(Location identification entries)
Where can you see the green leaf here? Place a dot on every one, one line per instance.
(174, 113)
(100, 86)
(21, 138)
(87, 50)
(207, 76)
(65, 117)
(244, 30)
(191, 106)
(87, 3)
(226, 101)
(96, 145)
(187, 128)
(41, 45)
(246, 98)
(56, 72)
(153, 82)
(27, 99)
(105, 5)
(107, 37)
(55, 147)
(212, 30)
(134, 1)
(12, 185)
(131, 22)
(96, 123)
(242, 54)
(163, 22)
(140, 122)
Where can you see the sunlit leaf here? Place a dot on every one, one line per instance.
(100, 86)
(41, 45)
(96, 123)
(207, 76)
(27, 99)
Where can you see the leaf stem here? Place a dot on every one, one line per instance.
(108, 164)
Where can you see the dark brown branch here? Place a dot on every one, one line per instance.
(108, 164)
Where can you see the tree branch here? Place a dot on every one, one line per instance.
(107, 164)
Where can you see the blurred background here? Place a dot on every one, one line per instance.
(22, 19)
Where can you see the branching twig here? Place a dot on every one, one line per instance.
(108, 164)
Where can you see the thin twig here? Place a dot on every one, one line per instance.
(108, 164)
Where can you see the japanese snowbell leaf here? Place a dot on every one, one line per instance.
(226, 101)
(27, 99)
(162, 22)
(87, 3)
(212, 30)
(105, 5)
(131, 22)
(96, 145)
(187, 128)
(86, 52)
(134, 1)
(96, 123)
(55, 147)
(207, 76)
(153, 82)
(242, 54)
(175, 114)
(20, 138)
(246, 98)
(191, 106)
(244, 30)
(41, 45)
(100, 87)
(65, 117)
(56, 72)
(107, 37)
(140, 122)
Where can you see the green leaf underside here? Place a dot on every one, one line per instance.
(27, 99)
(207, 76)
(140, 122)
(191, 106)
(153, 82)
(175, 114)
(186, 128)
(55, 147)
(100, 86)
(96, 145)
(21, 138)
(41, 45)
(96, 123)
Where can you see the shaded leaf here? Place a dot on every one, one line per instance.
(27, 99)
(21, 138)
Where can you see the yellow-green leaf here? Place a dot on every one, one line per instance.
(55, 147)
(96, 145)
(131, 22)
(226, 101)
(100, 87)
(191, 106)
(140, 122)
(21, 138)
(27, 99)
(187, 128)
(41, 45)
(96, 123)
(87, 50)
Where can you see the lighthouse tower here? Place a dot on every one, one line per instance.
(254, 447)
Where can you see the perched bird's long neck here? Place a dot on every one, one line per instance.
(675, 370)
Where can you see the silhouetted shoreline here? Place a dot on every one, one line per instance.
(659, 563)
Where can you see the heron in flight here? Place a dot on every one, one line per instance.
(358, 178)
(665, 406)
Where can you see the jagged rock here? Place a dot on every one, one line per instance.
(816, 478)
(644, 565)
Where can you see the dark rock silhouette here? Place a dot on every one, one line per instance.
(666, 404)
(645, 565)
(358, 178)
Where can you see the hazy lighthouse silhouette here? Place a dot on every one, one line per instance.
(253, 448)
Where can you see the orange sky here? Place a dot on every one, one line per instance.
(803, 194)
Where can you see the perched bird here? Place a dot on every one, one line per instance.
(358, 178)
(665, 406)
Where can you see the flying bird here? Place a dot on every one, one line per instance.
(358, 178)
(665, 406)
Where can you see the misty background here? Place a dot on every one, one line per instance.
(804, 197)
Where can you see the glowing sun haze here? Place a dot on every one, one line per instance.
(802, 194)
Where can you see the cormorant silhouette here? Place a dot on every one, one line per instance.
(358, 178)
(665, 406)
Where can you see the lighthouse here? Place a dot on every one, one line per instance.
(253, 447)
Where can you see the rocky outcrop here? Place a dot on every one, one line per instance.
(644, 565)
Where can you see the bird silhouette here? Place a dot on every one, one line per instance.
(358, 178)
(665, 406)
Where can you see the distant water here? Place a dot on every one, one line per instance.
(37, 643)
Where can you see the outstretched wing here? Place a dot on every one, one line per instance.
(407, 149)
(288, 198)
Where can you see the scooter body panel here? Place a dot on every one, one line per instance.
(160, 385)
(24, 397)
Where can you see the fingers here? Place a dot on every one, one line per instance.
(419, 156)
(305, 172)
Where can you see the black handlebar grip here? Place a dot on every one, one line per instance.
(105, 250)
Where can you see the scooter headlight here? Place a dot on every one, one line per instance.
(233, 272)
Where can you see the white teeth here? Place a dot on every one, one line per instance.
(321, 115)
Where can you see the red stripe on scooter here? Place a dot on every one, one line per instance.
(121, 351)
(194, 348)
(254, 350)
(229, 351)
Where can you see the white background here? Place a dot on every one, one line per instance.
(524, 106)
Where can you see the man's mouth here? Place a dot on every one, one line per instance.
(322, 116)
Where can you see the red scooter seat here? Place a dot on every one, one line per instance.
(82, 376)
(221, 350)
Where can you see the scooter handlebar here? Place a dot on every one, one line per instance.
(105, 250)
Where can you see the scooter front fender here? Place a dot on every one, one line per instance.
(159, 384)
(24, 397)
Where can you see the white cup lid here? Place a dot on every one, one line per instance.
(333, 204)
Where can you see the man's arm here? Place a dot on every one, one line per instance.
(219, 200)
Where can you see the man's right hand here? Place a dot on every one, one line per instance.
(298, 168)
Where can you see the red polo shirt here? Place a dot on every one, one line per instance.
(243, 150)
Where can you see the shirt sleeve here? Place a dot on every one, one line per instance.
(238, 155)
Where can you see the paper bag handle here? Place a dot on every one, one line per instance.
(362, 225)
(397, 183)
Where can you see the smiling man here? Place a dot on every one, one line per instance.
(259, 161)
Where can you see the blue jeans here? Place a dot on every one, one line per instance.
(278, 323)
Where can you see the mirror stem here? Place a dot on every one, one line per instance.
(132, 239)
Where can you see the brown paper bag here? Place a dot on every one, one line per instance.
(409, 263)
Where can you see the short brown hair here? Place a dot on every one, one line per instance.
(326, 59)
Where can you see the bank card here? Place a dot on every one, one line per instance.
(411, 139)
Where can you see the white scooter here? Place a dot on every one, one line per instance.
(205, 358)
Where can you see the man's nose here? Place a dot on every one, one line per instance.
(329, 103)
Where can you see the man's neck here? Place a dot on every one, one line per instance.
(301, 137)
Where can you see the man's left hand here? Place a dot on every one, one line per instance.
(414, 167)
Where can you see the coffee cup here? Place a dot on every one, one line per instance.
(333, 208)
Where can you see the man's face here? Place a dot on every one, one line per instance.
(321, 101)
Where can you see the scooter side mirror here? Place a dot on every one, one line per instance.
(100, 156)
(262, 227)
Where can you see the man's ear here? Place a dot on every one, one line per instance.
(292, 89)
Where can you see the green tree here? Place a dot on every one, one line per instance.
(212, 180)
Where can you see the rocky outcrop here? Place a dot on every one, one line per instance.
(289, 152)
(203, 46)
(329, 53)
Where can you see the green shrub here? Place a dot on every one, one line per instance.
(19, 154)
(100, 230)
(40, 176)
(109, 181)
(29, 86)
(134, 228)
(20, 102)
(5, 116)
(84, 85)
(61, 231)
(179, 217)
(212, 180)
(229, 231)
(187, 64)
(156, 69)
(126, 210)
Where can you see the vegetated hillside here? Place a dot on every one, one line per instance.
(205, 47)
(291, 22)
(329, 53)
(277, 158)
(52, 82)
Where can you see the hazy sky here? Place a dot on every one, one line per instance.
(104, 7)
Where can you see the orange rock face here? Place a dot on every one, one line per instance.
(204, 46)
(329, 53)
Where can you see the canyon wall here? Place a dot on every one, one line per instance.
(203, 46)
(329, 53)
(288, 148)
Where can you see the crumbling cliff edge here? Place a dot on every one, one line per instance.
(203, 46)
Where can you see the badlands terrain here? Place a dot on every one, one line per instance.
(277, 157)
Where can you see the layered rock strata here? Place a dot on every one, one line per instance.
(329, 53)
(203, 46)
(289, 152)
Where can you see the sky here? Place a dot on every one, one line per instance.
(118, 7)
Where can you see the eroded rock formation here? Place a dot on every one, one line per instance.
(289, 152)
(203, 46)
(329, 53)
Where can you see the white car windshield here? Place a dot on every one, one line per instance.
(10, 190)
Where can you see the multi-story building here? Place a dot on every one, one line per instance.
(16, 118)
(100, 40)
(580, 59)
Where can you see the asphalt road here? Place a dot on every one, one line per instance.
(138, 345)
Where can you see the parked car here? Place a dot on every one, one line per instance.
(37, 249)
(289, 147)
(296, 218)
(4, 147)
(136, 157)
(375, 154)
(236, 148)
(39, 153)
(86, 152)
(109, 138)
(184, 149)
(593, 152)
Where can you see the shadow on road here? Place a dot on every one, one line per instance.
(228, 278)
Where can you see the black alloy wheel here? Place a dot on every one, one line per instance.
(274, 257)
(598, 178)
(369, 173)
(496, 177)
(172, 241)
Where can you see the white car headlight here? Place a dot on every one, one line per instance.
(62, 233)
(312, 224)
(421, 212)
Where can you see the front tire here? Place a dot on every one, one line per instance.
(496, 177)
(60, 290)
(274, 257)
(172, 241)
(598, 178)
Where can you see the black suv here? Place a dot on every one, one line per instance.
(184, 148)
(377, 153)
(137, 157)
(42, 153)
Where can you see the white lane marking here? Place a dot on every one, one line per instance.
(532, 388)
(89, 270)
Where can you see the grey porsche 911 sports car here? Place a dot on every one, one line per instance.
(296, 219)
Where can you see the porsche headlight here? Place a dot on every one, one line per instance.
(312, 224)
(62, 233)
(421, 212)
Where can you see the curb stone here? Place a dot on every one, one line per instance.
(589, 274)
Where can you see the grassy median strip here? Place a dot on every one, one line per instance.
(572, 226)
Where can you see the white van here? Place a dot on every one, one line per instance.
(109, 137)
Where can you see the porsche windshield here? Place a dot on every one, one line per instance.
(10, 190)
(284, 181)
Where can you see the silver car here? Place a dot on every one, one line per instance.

* **EXERCISE BRIEF**
Can you quote exactly the lines from the one containing "Where can you see the grey" through the last line of the records above, and nothing else?

* **RESPONSE FOR THIS EXERCISE**
Where can you see the grey porsche 911 sports car here? Place a dot on every one, one line per instance.
(296, 219)
Where can you see the porsche headlight here? Place a dot on every one, one line per instance.
(312, 224)
(62, 233)
(421, 212)
Where can you see the curb stone here? Place a dot on every one, one line per instance.
(589, 274)
Where can you see the grassy median strip here? Place a dot on every one, one line per instance.
(572, 226)
Where can you see the white van here? Place a dot on every one, one line per instance.
(109, 137)
Where can you see the porsche windshield here? Place a dot on every one, one line per instance.
(10, 190)
(284, 181)
Where can you see the silver car here? Place a dot on every one, one line per instance.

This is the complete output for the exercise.